----- Available data -----
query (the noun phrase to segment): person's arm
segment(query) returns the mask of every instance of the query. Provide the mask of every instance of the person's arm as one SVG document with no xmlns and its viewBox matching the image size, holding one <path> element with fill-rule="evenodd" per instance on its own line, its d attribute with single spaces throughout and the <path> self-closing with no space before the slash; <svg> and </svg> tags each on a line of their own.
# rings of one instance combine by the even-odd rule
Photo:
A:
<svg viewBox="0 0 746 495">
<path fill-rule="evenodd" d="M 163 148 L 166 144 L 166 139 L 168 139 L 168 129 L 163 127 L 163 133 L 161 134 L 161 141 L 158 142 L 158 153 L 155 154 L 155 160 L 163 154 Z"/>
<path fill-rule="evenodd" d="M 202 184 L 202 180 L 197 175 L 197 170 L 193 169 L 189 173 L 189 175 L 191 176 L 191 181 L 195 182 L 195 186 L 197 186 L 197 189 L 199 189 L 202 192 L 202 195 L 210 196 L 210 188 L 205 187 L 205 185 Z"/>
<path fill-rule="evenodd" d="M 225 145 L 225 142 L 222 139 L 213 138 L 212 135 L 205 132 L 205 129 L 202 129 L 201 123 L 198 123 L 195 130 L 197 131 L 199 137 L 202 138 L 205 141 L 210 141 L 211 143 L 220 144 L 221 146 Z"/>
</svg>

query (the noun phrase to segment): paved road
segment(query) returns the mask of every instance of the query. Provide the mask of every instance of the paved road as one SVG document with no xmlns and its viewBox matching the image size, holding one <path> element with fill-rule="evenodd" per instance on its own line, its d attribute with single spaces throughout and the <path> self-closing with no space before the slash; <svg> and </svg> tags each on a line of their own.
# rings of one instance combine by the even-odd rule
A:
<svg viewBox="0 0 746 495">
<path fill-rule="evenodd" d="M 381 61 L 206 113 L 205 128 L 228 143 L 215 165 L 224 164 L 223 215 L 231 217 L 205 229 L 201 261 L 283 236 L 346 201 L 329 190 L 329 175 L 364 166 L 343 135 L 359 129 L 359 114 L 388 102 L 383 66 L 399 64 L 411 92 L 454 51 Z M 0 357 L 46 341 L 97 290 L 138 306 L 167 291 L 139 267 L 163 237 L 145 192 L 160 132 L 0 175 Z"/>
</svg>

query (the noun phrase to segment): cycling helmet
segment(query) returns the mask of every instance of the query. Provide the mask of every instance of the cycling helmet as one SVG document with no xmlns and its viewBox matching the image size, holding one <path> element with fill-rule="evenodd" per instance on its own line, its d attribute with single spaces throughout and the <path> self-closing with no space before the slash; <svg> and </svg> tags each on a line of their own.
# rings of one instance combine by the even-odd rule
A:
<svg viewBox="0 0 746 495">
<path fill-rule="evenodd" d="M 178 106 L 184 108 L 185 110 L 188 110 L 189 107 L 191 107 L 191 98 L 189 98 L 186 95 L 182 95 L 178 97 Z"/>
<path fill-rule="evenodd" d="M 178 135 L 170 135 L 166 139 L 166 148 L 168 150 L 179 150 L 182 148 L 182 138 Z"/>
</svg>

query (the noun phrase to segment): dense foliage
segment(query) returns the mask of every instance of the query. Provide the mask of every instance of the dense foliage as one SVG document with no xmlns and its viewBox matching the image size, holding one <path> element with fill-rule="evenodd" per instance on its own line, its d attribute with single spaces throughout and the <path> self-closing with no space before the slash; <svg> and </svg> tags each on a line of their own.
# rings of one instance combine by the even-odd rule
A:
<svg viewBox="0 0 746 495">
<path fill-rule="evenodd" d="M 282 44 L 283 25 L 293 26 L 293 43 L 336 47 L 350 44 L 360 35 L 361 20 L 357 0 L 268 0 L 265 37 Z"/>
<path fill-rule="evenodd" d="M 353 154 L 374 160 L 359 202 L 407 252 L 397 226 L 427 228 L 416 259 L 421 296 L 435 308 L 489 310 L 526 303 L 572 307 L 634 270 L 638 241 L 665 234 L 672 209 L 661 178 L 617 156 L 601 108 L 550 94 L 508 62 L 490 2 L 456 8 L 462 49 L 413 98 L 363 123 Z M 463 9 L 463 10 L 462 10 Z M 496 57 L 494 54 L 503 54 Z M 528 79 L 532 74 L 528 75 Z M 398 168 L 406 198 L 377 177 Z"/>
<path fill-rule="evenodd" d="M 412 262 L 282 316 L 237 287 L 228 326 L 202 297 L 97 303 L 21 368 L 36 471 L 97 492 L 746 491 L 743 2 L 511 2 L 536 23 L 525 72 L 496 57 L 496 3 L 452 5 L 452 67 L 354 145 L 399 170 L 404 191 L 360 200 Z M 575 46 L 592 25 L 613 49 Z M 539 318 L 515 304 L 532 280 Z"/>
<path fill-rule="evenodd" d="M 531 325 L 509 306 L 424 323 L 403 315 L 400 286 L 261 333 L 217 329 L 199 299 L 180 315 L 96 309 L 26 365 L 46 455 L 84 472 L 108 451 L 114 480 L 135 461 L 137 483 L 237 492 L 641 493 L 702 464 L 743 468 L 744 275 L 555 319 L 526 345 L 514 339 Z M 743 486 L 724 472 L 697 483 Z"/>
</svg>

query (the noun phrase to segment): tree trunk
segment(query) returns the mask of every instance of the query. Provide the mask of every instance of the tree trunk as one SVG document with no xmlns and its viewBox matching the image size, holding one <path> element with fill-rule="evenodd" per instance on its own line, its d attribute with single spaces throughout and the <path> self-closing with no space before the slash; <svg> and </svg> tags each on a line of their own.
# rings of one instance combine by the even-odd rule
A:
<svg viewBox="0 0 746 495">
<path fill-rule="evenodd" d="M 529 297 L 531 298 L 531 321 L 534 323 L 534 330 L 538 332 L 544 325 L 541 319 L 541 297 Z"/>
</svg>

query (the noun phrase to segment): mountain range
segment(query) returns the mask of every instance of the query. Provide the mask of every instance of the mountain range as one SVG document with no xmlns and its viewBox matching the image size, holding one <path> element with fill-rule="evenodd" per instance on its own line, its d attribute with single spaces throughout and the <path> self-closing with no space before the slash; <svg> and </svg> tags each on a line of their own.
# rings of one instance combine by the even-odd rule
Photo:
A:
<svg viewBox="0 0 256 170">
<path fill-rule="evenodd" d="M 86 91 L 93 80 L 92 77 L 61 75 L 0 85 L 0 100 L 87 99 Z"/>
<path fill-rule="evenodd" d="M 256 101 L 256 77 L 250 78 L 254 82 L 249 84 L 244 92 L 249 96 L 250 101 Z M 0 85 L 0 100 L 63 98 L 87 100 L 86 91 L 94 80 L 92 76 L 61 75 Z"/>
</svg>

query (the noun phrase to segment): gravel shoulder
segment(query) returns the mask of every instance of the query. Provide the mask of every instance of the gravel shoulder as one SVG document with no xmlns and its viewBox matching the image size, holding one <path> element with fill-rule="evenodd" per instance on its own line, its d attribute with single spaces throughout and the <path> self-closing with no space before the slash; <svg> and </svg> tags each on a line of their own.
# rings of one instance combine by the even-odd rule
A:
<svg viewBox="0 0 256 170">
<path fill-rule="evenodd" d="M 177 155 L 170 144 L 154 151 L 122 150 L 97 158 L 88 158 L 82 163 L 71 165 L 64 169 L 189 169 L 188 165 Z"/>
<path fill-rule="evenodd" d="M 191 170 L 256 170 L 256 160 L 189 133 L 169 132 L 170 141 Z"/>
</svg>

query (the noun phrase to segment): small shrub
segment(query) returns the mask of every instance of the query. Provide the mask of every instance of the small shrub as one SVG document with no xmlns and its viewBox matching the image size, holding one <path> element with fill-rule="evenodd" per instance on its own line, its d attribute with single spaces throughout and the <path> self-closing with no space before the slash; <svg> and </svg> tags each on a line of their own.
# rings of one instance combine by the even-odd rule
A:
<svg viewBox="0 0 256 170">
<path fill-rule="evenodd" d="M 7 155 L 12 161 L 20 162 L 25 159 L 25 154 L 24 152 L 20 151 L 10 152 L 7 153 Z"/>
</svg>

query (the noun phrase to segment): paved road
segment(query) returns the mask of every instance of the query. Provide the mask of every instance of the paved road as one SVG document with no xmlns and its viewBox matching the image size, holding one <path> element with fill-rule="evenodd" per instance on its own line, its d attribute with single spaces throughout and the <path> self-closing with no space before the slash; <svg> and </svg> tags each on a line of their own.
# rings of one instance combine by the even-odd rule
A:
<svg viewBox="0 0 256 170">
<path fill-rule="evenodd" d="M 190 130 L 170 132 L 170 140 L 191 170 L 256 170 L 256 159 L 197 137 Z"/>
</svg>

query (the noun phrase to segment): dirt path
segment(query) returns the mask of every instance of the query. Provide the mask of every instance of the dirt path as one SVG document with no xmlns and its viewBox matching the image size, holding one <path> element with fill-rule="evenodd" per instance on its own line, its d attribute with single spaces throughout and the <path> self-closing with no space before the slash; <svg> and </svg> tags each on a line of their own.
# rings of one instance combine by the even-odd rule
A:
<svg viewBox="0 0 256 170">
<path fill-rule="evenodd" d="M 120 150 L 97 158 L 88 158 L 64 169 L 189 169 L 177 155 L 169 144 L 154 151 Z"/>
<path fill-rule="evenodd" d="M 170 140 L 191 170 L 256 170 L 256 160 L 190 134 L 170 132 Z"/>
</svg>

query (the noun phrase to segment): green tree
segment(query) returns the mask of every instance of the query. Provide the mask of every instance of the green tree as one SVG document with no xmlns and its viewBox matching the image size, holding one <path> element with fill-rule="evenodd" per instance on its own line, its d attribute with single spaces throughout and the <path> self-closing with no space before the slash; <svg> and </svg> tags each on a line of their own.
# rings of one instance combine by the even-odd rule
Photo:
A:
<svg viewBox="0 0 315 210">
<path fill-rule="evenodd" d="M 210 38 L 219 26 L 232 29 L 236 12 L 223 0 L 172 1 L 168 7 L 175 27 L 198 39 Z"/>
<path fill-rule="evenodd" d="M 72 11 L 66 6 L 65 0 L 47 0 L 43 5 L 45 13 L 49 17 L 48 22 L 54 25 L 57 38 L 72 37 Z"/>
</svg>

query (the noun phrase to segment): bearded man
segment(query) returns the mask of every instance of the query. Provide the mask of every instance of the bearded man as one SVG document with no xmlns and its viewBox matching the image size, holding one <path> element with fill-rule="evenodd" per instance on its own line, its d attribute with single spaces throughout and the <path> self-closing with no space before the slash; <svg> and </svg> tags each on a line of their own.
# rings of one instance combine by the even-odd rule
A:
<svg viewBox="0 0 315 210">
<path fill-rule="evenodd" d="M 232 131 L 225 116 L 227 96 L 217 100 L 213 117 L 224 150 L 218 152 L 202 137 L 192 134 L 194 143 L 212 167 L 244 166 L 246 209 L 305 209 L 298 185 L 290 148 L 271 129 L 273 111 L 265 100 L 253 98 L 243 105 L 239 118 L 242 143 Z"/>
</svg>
-----
**Work instructions:** Identify every line of the records that contains the word "green", treating case as significant, and copy each of those lines.

**Result of the task:**
query (the noun phrase to segment): green tree
segment(query) returns the mask of every instance of the query. Provide the mask of every instance of the green tree as one SVG document with no xmlns and its viewBox matching the image size, holding one <path> element with fill-rule="evenodd" per instance on its own line, its d attribute with single spaces throughout and the <path> self-closing with no space before the slash; <svg> and </svg> tags each on a line of their own.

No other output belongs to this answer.